## Input records
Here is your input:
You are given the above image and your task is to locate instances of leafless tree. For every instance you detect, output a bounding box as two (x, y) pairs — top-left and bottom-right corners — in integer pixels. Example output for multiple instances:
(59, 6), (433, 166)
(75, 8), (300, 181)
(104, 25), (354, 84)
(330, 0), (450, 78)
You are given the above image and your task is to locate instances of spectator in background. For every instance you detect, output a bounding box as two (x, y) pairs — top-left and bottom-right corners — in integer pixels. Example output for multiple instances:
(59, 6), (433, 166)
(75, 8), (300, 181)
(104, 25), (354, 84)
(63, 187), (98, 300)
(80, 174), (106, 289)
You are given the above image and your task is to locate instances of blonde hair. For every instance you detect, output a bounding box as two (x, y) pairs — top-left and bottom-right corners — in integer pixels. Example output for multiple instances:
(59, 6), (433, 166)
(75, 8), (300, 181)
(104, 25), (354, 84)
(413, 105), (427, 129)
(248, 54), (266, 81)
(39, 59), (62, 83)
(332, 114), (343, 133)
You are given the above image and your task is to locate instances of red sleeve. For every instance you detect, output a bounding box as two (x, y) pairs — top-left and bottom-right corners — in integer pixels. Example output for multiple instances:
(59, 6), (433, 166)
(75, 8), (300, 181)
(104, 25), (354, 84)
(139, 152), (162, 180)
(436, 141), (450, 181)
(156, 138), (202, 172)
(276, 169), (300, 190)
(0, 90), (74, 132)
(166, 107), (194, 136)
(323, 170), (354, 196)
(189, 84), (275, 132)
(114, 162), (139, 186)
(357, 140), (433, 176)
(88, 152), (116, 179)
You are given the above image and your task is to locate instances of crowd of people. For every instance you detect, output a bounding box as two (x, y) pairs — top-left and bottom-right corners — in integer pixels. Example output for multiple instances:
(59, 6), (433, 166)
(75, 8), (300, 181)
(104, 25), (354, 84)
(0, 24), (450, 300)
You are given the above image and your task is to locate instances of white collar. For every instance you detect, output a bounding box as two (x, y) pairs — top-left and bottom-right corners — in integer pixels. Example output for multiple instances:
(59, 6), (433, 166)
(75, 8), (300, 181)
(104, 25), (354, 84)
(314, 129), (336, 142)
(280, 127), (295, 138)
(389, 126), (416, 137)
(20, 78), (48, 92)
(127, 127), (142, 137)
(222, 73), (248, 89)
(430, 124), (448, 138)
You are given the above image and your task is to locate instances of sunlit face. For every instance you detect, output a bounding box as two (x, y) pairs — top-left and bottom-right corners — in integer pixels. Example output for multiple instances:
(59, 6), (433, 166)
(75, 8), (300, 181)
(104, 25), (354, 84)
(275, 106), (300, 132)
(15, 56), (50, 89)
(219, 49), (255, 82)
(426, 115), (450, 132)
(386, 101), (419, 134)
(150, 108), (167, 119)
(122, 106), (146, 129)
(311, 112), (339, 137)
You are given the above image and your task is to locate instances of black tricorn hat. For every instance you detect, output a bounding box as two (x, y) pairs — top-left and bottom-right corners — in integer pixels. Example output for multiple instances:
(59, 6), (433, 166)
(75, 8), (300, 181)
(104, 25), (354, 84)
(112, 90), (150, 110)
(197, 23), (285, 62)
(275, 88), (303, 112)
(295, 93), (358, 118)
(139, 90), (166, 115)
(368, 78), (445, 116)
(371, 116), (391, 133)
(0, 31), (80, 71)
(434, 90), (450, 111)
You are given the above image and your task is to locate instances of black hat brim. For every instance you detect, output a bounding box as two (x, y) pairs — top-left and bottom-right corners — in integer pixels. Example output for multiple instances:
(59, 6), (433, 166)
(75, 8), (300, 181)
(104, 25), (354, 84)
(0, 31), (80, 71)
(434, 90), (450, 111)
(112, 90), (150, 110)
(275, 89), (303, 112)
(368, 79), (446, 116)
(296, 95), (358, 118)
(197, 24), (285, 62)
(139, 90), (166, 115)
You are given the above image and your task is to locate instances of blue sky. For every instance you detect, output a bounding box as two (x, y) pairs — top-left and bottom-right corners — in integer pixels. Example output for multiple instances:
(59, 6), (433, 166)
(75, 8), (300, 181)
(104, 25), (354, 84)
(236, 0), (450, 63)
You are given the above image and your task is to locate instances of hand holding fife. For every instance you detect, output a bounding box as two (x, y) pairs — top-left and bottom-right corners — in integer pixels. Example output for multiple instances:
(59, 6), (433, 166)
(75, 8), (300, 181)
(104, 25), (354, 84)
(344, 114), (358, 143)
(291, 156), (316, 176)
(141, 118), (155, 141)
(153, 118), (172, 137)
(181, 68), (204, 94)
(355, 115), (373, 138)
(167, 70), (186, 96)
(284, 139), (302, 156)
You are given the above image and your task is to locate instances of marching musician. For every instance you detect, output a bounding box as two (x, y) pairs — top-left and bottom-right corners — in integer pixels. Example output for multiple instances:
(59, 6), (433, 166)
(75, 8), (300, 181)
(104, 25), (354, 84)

## Short problem
Copy every line of the entries above into one numbered list, omitting any blank lines.

## Solution
1. Here is your input:
2. You are given the above image and your task is to locate instances of leafless tree. For every instance you detect, output a bounding box as two (x, y) pairs — top-left and bottom-right corners — in integer pixels. Example output for multiple instances:
3. (59, 6), (433, 166)
4. (75, 8), (300, 181)
5. (104, 25), (354, 84)
6. (330, 0), (450, 78)
7. You are given the above image and your task is to locate instances of spectator in background. For every instance you detect, output a bounding box as two (x, y) pairs — top-left and bottom-right corners — in integer pixels. Example output for multiple instances:
8. (59, 6), (433, 166)
9. (75, 8), (300, 181)
10. (104, 25), (354, 84)
11. (63, 187), (98, 300)
12. (80, 174), (106, 289)
13. You are given the above image and your task is to locate instances of blonde hair. For every instance you detect, output a bounding box as two (x, y) pairs — top-left and bottom-right corners — in integer pixels. Example output for multiple instances:
14. (59, 6), (433, 166)
15. (75, 8), (300, 181)
16. (104, 25), (354, 84)
17. (413, 105), (427, 129)
18. (248, 54), (266, 81)
19. (39, 59), (62, 83)
20. (332, 114), (343, 133)
21. You are given the above image and your task is to locate instances of red sleeve. For every instance you detect, output a bounding box as two (x, y) pairs — top-left and bottom-right corners — in integer pixels. Example output for multiple instances:
22. (59, 6), (433, 166)
23. (75, 8), (300, 181)
24. (104, 25), (354, 84)
25. (139, 152), (162, 180)
26. (436, 141), (450, 181)
27. (156, 138), (202, 172)
28. (276, 169), (300, 190)
29. (0, 90), (74, 132)
30. (166, 107), (194, 136)
31. (323, 170), (354, 196)
32. (189, 84), (275, 132)
33. (114, 162), (139, 186)
34. (357, 140), (433, 176)
35. (88, 152), (116, 179)
36. You are given the above image and your task is to locate instances of crowd of people. For every instance you detect, output a bounding box as two (x, y) pairs — top-left and bottom-right corners — in integer pixels. Example output for multiple instances:
37. (59, 6), (433, 166)
38. (75, 8), (300, 181)
39. (104, 25), (354, 84)
40. (0, 24), (450, 300)
41. You are given the above image and your task is to locate instances of white collar. For every instance you detect, output a bounding box as two (x, y) pairs — top-left and bottom-right corners — in integer pixels. Example output for multiple instances:
42. (59, 6), (433, 166)
43. (75, 8), (300, 181)
44. (104, 25), (354, 84)
45. (314, 129), (336, 142)
46. (280, 127), (295, 138)
47. (389, 126), (416, 137)
48. (20, 78), (48, 92)
49. (127, 127), (142, 137)
50. (222, 73), (248, 89)
51. (430, 124), (448, 138)
52. You are given the above image and your task is to locate instances of sunlit face. For every instance you detect, output a bounding box as two (x, y) pairs — top-left and bottom-right corners — in integer pixels. Example output for multiple instances:
53. (59, 6), (433, 166)
54. (75, 8), (300, 181)
55. (104, 25), (354, 84)
56. (275, 106), (300, 132)
57. (15, 56), (50, 89)
58. (219, 49), (255, 82)
59. (426, 115), (450, 132)
60. (386, 101), (419, 134)
61. (150, 108), (167, 119)
62. (122, 106), (146, 129)
63. (311, 112), (339, 137)
64. You are given the above image and your task is to locate instances of black tricorn hat. For every instance you detect, output a bounding box as two (x, y) pairs — top-left and bottom-right corners — in integer pixels. Example output for multiple instances:
65. (59, 6), (433, 166)
66. (75, 8), (300, 181)
67. (104, 25), (354, 84)
68. (112, 90), (150, 110)
69. (197, 23), (285, 62)
70. (275, 88), (303, 112)
71. (295, 93), (358, 118)
72. (139, 90), (166, 115)
73. (368, 78), (445, 116)
74. (371, 116), (391, 133)
75. (0, 31), (80, 71)
76. (434, 90), (450, 111)
77. You are given the above image and your task is to locate instances of black hat brim. For every instance you detect, output a bounding box as two (x, y) pairs — top-left and bottom-right corners — in integer pixels. Example output for multiple instances:
78. (59, 6), (433, 166)
79. (75, 8), (300, 181)
80. (104, 25), (354, 84)
81. (0, 31), (80, 71)
82. (434, 90), (450, 111)
83. (112, 90), (150, 110)
84. (275, 89), (303, 112)
85. (368, 79), (446, 116)
86. (296, 95), (358, 118)
87. (197, 24), (285, 62)
88. (139, 90), (166, 115)
89. You are given the above image and your task is to locate instances of blue sky. For every instance you detect, output a bounding box as two (x, y) pairs — top-left and bottom-right corners — in integer pixels. Example output for multiple instances:
90. (59, 6), (433, 166)
91. (75, 8), (300, 181)
92. (104, 25), (354, 84)
93. (236, 0), (450, 63)
94. You are given the above image and your task is to locate instances of hand holding fife. For every instance you detect, output a bounding box as two (x, y) pairs — top-left and bottom-right corners — in integer pixels. Example output for multiple instances:
95. (59, 6), (433, 166)
96. (75, 8), (300, 181)
97. (104, 25), (354, 84)
98. (344, 114), (358, 143)
99. (291, 156), (316, 176)
100. (141, 118), (155, 141)
101. (153, 118), (172, 137)
102. (181, 68), (204, 94)
103. (355, 115), (373, 138)
104. (167, 70), (186, 96)
105. (284, 139), (302, 156)
106. You are given the above image and your task is to locate instances of marching musician. For every instance you detect, output a bounding box as two (x, y) pairs — top-left and bottom-right corners — in integer pixels. Example output for multiple instances:
107. (59, 6), (433, 166)
108. (75, 8), (300, 181)
109. (104, 25), (354, 84)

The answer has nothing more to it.